REQUIRED ACTIONS:
1. In the article below, in which country and year was the LeCompte procedure developed?
2. List every person named in the article below.

DOCUMENT EXTRACT START

The Life-Saving Surgery Ron Johnson’s Daughter Had Was Not Developed By American Health System

In his editorial yesterday claiming that the his daughter Carey would have been unable to receive a life-saving heart operation under the Affordable Care Act, Sen. Ron Johnson (R-WI) argued that the new law stifles medical innovation and would jeopardize new medical breakthroughs :

I can’t help but reflect on a medical miracle made possible by the American health-care system. The procedure that saved her, and has given her a chance at a full life, was available because America has a free-market system that has advanced medicine at a phenomenal pace. [...]

The plain truth is that the American system is better at rewarding innovation and responding to consumer needs. But the history of government-led care is there for all to see. Are we doomed to repeat it?

America has certainly had its share of medical breakthroughs, but the procedure Johnson’s daughter received may not have been developed in the United States but rather in Brazil or France — nations that now benefit from some form of universal coverage.

According to CAP Senior Fellow (and resident biochemist) Dr. Lesley Russell, it is most likely that the surgery Carey had was first performed and reported in Brazil in 1975, where doctors described their version of the procedure as “the first successful report of total correction of transposition of the great vessels at the arterial level.” Alternatively, Johnson’s daughter may have had what’s known as The LeCompte procedure, which was developed in France in 1981.

Unfortunately for Johnson, both country’s systems seem far more government-centered than the Affordable Care Act. While Brazil’s system has evolved over time, France — which is often thought to have the best system in the world — has compulsory health insurance. Care is distributed through large occupation-based funds—alliances of professional groups—that are overseen by the government (it sets reimbursement fees with physicians and establishes premiums) and financed through taxes and general government revenues.

DeMint’s Death Panel: Refused To Support Medical Innovation For Sake Of Ideological Purity

The GOP’s instance on repealing the entire health care law would, among other things, eliminate dependent coverage for children on their parent’s plan, re-open the Medicare Part D doughnut hole and increase taxes on small businesses currently receiving tax creditits for providing health insurance coverage to their workers. Today, McClatchy Newspaper’s James Rosen reports that the Republicans’ efforts to put political ideology ahead of good policy is also jeopardizing the development of money-saving medical technology:

Dr. David Cull, a prominent vascular surgeon in Greenville, had invented a small valve system that, if it works, could spare 300,000 dialysis patients across the country enormous suffering and save U.S. taxpayers billions of dollars.

DOCUMENT EXTRACT END
DATA FOR REVIEW START

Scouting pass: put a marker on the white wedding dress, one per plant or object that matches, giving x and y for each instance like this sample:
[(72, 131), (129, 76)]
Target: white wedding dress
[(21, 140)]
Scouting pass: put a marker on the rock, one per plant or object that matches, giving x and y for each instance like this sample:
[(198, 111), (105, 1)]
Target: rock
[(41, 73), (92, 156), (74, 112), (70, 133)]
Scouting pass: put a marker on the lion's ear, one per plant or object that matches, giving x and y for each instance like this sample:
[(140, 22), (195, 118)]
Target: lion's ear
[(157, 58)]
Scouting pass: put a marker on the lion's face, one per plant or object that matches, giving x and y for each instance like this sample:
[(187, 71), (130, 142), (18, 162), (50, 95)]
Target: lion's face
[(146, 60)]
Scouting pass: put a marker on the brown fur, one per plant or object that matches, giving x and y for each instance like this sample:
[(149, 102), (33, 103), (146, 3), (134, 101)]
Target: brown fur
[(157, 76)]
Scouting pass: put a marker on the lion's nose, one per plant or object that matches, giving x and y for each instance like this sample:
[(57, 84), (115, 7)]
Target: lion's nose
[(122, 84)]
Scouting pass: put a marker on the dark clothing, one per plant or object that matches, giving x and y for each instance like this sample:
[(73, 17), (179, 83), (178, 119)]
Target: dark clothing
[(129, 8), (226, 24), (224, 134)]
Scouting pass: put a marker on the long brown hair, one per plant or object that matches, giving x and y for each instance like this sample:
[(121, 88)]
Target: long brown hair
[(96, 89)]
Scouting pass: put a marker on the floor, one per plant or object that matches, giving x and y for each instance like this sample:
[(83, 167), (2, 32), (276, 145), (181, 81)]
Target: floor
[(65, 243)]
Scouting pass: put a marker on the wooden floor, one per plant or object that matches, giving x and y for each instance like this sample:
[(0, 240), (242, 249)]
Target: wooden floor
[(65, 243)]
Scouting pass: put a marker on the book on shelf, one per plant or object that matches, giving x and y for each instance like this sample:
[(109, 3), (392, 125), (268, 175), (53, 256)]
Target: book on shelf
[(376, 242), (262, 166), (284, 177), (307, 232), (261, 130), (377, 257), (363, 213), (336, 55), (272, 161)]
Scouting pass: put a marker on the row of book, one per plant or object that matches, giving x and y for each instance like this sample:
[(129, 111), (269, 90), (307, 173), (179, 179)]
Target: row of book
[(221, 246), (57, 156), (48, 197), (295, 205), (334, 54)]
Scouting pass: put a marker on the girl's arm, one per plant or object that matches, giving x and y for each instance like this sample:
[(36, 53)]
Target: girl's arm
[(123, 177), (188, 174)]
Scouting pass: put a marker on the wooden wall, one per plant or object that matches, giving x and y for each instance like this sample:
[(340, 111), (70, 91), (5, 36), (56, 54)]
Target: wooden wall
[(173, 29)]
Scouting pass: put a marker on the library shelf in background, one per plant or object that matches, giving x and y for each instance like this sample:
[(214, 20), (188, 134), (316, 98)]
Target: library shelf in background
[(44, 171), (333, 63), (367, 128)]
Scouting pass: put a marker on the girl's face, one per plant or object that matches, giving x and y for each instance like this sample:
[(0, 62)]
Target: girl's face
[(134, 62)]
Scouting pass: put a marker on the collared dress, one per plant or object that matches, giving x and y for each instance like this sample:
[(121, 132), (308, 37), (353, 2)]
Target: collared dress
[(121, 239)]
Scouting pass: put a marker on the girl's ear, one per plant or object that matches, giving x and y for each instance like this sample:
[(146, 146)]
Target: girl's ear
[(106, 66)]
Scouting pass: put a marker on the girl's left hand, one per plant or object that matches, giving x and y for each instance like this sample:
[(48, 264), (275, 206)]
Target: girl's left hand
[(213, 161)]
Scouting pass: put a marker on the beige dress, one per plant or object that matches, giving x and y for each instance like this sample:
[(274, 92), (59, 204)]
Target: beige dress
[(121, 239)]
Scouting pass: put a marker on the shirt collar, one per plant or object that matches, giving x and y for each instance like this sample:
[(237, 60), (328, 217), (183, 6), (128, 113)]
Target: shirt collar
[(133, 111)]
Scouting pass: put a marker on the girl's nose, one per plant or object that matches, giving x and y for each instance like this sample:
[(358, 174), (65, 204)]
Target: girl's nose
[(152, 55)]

DATA FOR REVIEW END

LIST OF SOLUTIONS:
1. France, in 1981.

2. Ron Johnson, Carey, Lesley Russell, DeMint, James Rosen, David Cull